• [TEXTO]:

⁂

É bem verdade que houve um hype em torno do Afrobeat nos últimos anos da década de 2000. Artistas como Damon Albarn e bandas como Dirty Projectors e Vampire Weekend, entre outras, surgiram com influências do estilo criado na década de 1960 pelo cantor, compositor e guitarrista nigeriano Fela Kuti. Em pouco tempo ele estaria à frente de uma grande banda multiinstrumental chamada Africa 70, na qual Tony Allen ocupava o posto de baterista. O Afrobeat caracterizou-se por ser uma mistureba abençoada de sons contemporâneos surgidos no continente, como o Highlife, forma bastante peculiar de tocar guitarra, acrescido de batidas rítmicas de várias procedências, além de generosas porções de Funk americano do início dos anos 1970, principalmente levado adiante por James Brown. O Godfather Of Soul, inclusive, era uma das mais importantes e definitivas influências do próprio Fela enquanto homem de palco.

Com o passar do tempo, Tony Allen obteve tanto destaque quando o próprio líder do Africa 70. Dono de um estilo próprio e marcante, muita gente o define como igualmente responsável pela criação do estilo, talvez mais que o próprio Fela, cabendo a Allen as atribuições materiais da coisa, como o desenvolvimento da batida, das ambiências sonoras, enfim, da própria execução do som. Apesar da morte de Fela em 1997, Tony manteve-se na ativa e Film Of Life é seu décimo disco de material original. A grande característica do Afrobeat – as canções grandes, quase instrumentais e celebratórias – está preservada ao longo do percurso musical. A abertura com a hipnótica Moving On dá conta do que está por vir, seja nas guitarras elípticas, nos baixos que se dobram sobre a bateria leve e sinuosa que Allen conduz com habilidade atemporal. Os metais e vocais também surgem com timbres inesperados e instigantes, com destaque entre a voz do próprio Tony e um admirável coral feminino. Boat Journey já é, literalmente, outra onda, com a propulsão rítmica vindo aos poucos e de todos os lados, com um auxílio luxuoso de teclados aqui e ali, misturando-se à massa sônica e consistente urdida pela banda. Vocais canto-falados também estão presentes.

⁂

Dados de origem:
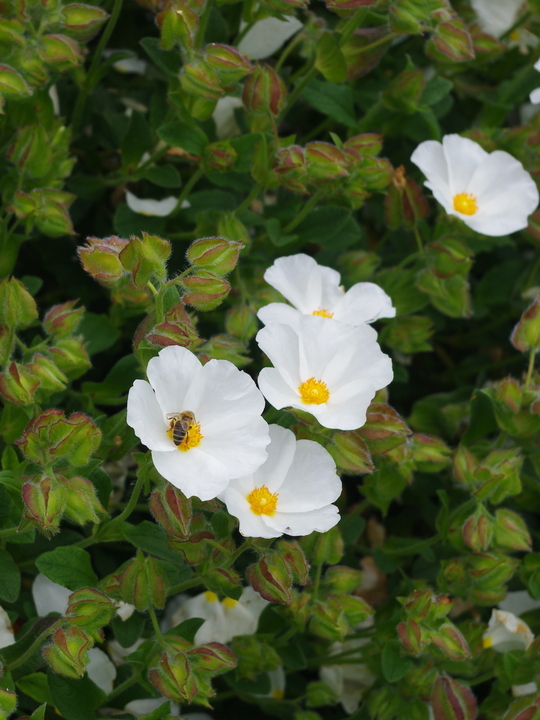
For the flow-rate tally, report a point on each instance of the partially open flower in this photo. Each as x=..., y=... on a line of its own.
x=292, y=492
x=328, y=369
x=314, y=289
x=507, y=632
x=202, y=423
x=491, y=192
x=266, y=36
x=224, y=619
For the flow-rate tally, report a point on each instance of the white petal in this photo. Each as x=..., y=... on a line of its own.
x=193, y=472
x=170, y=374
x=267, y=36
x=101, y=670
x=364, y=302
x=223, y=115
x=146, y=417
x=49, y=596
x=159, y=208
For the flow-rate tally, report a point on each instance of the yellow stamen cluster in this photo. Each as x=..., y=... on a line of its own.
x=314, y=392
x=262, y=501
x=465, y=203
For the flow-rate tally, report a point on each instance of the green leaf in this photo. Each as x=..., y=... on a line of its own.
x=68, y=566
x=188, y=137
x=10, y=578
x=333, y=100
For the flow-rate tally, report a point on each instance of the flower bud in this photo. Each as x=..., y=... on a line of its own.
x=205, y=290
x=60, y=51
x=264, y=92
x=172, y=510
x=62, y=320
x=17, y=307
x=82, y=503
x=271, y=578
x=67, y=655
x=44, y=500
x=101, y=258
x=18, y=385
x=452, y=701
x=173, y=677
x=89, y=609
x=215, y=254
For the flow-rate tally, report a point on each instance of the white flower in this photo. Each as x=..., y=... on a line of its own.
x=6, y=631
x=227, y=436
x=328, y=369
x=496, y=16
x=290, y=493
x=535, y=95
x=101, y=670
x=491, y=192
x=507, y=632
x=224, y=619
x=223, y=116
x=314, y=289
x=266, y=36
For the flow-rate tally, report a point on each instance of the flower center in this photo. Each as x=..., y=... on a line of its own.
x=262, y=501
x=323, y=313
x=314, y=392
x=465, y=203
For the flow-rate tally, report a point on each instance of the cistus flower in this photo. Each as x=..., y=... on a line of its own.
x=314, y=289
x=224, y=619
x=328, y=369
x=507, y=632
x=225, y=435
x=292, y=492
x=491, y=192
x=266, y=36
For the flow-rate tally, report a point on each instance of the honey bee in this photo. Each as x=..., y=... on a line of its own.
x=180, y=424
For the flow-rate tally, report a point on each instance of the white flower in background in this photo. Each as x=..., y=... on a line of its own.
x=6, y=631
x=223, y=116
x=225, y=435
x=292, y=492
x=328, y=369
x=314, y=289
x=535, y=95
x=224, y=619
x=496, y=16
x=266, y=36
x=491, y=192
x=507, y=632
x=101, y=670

⁂

Por favor, diga qual posição Film Of Life ocupa entre os discos de material original de Tony Allen, segundo o texto sobre o Afrobeat. Os registros não têm relação com o texto.

• [RESPOSTA]: É o décimo disco de material original de Tony Allen.